[Stored records]
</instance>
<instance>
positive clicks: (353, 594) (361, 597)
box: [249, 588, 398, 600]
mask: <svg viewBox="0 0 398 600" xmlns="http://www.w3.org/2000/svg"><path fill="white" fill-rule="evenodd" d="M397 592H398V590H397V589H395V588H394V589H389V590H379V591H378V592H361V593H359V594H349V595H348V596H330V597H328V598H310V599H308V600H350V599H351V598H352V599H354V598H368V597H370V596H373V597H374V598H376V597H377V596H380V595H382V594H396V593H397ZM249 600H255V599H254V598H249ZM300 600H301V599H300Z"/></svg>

Task item ->
Reproduce each entry above character for character.

Solution to this task ->
</instance>
<instance>
positive clicks: (353, 594) (361, 597)
box: [249, 588, 398, 600]
mask: <svg viewBox="0 0 398 600" xmlns="http://www.w3.org/2000/svg"><path fill="white" fill-rule="evenodd" d="M397 592H398V590H397V589H395V588H394V589H389V590H379V591H378V592H361V593H359V594H349V595H348V596H330V597H328V598H310V599H308V600H350V599H351V598H352V599H354V598H368V597H370V596H373V597H374V598H376V597H377V596H380V595H382V594H396V593H397ZM249 600H255V599H254V598H249ZM300 600H301V599H300Z"/></svg>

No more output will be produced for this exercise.